Task prompt —
Using the entries below, return word for word the lines from the one containing "find the cross on roof" up to and including the last.

Records for the task —
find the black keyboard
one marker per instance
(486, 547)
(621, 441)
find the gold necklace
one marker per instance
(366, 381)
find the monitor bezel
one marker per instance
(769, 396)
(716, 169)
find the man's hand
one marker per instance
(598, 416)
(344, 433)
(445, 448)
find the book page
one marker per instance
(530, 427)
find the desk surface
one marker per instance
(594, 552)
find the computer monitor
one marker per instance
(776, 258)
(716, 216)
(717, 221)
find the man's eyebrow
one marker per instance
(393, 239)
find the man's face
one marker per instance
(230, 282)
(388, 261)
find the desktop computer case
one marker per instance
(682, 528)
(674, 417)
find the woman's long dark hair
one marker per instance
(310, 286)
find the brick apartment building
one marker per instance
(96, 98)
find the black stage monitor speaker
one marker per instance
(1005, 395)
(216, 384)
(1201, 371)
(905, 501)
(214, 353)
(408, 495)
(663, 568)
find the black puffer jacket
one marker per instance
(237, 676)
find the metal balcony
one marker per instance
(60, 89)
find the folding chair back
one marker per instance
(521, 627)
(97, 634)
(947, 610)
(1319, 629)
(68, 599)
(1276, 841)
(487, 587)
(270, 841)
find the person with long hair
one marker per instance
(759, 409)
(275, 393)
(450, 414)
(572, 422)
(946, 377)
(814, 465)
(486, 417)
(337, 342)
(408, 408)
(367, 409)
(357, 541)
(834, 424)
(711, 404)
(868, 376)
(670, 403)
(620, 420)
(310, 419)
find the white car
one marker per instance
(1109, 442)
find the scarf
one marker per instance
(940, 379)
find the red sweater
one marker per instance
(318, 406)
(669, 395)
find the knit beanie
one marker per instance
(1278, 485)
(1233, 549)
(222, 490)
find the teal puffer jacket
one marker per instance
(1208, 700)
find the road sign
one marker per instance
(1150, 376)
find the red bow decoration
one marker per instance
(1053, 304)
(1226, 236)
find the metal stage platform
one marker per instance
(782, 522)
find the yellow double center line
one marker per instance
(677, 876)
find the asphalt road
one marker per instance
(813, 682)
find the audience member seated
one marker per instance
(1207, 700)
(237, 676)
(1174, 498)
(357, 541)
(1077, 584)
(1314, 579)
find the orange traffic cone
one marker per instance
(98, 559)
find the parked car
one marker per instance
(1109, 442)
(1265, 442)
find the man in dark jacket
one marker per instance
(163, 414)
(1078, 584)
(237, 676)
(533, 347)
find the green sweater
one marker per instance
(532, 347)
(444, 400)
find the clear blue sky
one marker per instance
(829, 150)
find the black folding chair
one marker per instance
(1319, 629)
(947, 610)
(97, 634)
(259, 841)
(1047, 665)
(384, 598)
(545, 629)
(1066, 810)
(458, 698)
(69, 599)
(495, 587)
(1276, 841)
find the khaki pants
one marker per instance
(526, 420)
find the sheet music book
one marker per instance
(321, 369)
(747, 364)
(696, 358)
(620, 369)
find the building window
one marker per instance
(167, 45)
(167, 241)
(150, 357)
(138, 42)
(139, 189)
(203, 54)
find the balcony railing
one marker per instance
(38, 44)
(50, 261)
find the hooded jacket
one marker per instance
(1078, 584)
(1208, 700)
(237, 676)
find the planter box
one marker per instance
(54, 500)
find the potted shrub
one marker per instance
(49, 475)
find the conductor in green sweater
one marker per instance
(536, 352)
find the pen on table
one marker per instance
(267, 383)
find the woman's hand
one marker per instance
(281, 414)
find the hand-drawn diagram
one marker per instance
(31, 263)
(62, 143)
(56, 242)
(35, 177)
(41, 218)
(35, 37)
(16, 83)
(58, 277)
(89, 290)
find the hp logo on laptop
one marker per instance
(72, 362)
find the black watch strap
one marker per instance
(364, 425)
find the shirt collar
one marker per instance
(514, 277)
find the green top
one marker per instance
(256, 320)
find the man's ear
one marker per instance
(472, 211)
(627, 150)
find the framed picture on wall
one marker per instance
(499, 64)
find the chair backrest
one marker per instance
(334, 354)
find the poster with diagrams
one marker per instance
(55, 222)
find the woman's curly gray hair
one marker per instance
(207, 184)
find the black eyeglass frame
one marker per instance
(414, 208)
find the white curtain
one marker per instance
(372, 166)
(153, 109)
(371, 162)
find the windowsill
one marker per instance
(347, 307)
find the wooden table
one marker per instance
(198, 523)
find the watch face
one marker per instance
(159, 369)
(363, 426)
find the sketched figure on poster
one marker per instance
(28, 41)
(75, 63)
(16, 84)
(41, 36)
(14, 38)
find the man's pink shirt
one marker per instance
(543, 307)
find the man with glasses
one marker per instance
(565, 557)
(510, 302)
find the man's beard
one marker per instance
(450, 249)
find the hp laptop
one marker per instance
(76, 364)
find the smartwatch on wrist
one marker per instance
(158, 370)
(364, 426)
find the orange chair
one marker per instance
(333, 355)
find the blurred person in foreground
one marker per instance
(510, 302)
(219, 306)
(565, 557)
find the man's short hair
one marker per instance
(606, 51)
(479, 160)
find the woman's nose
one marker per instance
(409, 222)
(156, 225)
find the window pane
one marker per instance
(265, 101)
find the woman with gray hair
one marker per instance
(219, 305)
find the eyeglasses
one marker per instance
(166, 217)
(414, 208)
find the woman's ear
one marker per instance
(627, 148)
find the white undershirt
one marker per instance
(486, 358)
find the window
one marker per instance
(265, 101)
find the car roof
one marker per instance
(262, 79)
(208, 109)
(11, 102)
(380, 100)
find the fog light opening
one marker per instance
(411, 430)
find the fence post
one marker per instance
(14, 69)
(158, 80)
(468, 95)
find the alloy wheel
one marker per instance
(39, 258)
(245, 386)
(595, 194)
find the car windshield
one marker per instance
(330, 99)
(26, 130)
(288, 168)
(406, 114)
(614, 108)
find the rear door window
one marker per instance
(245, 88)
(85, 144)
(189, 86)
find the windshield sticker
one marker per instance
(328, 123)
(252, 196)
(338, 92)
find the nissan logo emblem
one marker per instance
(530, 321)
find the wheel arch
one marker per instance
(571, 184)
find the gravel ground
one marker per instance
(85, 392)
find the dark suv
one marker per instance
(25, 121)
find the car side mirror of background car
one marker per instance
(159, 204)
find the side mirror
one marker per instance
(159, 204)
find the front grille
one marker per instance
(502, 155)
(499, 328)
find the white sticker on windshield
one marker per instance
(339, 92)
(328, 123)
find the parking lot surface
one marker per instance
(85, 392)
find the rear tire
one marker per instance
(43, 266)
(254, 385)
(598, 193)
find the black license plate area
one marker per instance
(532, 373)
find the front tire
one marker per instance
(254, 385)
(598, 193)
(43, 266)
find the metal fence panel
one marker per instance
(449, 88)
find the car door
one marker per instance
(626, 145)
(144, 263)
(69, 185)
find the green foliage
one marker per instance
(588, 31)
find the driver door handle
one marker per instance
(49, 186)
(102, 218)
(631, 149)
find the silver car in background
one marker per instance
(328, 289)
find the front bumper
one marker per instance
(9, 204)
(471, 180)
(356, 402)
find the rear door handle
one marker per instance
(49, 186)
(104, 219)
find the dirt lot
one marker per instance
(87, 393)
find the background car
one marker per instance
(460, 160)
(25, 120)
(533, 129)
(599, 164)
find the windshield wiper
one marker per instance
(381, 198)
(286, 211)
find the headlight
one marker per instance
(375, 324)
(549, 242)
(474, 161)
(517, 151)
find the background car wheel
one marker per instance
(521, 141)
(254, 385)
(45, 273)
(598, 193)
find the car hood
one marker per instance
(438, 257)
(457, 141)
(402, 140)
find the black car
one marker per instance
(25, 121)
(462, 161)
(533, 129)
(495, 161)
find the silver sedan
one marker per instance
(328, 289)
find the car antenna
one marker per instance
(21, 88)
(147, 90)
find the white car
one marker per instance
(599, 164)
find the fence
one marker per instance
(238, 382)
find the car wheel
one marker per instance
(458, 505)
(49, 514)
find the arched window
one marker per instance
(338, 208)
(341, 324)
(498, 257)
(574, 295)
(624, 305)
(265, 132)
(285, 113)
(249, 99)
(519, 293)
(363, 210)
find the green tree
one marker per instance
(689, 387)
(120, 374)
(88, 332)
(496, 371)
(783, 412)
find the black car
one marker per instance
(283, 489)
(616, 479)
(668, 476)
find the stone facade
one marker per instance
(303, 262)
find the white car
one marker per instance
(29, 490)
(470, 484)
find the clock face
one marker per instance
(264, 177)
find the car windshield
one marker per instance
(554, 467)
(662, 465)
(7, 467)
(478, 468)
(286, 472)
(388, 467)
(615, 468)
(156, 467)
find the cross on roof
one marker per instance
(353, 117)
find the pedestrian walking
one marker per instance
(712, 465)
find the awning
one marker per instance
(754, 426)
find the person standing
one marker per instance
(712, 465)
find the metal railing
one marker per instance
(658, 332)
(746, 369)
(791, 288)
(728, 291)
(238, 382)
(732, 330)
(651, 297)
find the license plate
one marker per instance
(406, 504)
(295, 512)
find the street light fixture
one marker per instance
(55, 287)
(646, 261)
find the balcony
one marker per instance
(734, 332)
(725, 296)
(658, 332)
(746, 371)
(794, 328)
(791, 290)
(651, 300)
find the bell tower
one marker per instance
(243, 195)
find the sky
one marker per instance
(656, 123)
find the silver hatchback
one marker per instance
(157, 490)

Finished task —
find the cross on roof
one marker per instance
(353, 117)
find the pedestrian walking
one marker per instance
(712, 465)
find the awning
one marker per instance
(754, 426)
find the person standing
one marker per instance
(712, 465)
find the metal railing
one marker per instance
(658, 332)
(746, 369)
(791, 288)
(728, 291)
(238, 382)
(732, 330)
(651, 297)
find the license plate
one marker per instance
(406, 504)
(295, 512)
find the street light fixture
one marker per instance
(55, 287)
(646, 261)
find the balcony
one marker per instance
(734, 332)
(725, 296)
(658, 332)
(746, 371)
(794, 328)
(791, 290)
(651, 300)
find the bell tower
one marker per instance
(243, 195)
find the sky
one marker per instance
(656, 123)
find the silver hatchback
one marker per instance
(157, 490)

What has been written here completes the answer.